-- Start MATERIAL --

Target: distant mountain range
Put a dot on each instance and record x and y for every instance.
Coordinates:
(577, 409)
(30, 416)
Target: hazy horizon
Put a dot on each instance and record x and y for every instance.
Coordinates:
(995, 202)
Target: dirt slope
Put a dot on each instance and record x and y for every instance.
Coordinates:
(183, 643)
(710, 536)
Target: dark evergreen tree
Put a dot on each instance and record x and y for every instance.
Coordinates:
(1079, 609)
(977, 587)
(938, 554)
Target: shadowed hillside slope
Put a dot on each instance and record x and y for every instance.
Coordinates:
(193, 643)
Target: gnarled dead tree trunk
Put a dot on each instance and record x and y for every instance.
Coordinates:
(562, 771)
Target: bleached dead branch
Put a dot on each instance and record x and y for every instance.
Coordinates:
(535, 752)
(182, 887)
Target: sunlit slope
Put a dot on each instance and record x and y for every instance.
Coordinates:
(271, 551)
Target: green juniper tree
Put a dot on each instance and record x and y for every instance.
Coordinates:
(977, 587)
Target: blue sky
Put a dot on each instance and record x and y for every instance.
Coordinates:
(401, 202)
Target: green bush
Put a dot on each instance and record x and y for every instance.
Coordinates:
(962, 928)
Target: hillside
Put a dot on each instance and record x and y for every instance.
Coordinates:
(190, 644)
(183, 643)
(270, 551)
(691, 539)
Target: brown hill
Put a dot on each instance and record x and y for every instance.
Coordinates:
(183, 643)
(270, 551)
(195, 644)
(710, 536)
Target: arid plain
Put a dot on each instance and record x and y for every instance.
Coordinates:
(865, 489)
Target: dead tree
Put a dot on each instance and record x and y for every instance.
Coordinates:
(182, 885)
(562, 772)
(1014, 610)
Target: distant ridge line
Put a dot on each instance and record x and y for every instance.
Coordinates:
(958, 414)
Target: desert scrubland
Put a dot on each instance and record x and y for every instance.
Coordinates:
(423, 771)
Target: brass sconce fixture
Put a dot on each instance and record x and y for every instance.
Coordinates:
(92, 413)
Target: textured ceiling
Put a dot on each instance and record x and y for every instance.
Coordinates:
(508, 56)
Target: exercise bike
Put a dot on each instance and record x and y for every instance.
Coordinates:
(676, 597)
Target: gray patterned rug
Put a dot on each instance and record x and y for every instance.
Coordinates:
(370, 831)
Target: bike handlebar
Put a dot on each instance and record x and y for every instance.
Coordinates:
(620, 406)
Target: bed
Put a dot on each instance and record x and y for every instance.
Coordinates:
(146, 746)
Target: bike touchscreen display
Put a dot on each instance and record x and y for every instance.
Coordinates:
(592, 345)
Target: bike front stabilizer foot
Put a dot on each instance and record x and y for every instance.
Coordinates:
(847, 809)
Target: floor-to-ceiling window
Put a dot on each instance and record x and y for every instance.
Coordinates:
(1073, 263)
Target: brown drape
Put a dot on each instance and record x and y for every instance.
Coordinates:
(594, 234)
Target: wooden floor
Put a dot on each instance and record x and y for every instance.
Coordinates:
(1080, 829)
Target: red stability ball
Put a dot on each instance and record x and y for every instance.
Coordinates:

-- End MATERIAL --

BRIEF
Present every line of the data above as a numbered list, dropping any blank lines.

TASK OUTPUT
1. Target: distant mountain range
2. Put a dot on each instance and record x and y for every instance.
3. Coordinates:
4. (577, 409)
5. (30, 416)
6. Target: hazy horizon
7. Put a dot on each instance and record x and y for every instance.
8. Coordinates:
9. (995, 202)
10. Target: dirt slope
11. Put a dot on each instance and record x and y for every instance.
12. Coordinates:
13. (183, 643)
14. (710, 536)
15. Target: dark evergreen tree
16. Put a dot on each instance and record x and y for every instance.
17. Coordinates:
18. (1079, 609)
19. (977, 587)
20. (938, 554)
21. Target: shadowed hillside slope
22. Put a dot on each instance and record x and y for every instance.
23. Coordinates:
24. (193, 643)
25. Target: gnarled dead tree trunk
26. Put a dot on each instance and record x and y for every instance.
27. Coordinates:
28. (562, 771)
29. Target: bleached dead branch
30. Put a dot on each instance and record x and y for every instance.
31. Coordinates:
32. (535, 752)
33. (182, 887)
34. Target: sunlit slope
35. Put a dot on each instance and record x and y for every instance.
36. Coordinates:
37. (271, 551)
38. Target: green juniper tree
39. Put a dot on each instance and record x and y for every instance.
40. Coordinates:
41. (977, 587)
42. Target: blue sky
43. Put a dot on each instance and record x and y for every instance.
44. Coordinates:
45. (401, 202)
46. Target: green bush
47. Put a dot on each instance and record x and y for every instance.
48. Coordinates:
49. (962, 928)
50. Target: hillside
51. Put a dot on each instance and record x and y for every instance.
52. Coordinates:
53. (190, 644)
54. (183, 643)
55. (270, 551)
56. (691, 539)
57. Target: brown hill
58. Put a dot on each instance and record x and y for every instance.
59. Coordinates:
60. (183, 643)
61. (270, 551)
62. (195, 644)
63. (710, 536)
64. Target: arid plain
65. Put a dot on each instance and record x and y for every instance.
66. Coordinates:
67. (865, 489)
68. Target: dead tree
69. Put a dot on each instance and record x and y for every instance.
70. Coordinates:
71. (182, 885)
72. (562, 772)
73. (1014, 610)
74. Target: distant ridge line
75. Put a dot on each instance and record x and y for every instance.
76. Coordinates:
77. (958, 414)
78. Target: desert scrubland
79. Put a dot on each instance and record x and y for every instance.
80. Coordinates:
81. (423, 771)
82. Target: brass sconce fixture
83. Put a dot on each instance and record x and y for every instance.
84. Coordinates:
85. (92, 413)
86. Target: textured ceiling
87. Put a dot on each instance and record x and y for every instance.
88. Coordinates:
89. (508, 56)
90. Target: exercise bike
91. Put a dot on each instance and record x and y for every instance.
92. Coordinates:
93. (676, 597)
94. Target: gray patterned rug
95. Put a dot on each instance and record x and y for every instance.
96. Coordinates:
97. (370, 831)
98. Target: bike handlebar
99. Put a dot on each instance and record x and y for every instance.
100. Coordinates:
101. (620, 406)
102. Target: bed
103. Put a dot on each instance and record x and y for every instance.
104. Coordinates:
105. (146, 746)
106. Target: bike touchscreen display
107. Put a dot on each instance and record x and y for every instance.
108. Coordinates:
109. (592, 345)
110. Target: bike front stabilizer foot
111. Put a dot on each instance and record x and y for every instance.
112. Coordinates:
113. (847, 809)
114. Target: floor-to-ceiling window
115. Put a dot on each instance and record x and y for every instance.
116. Coordinates:
117. (1073, 263)
118. Target: brown drape
119. Put a dot on each instance and record x and y for every instance.
120. Coordinates:
121. (594, 234)
122. Target: wooden floor
123. Put a dot on each instance and record x and y for every instance.
124. Coordinates:
125. (1080, 829)
126. Target: red stability ball
127. Put a dot on each instance and record x and y for every instance.
128. Coordinates:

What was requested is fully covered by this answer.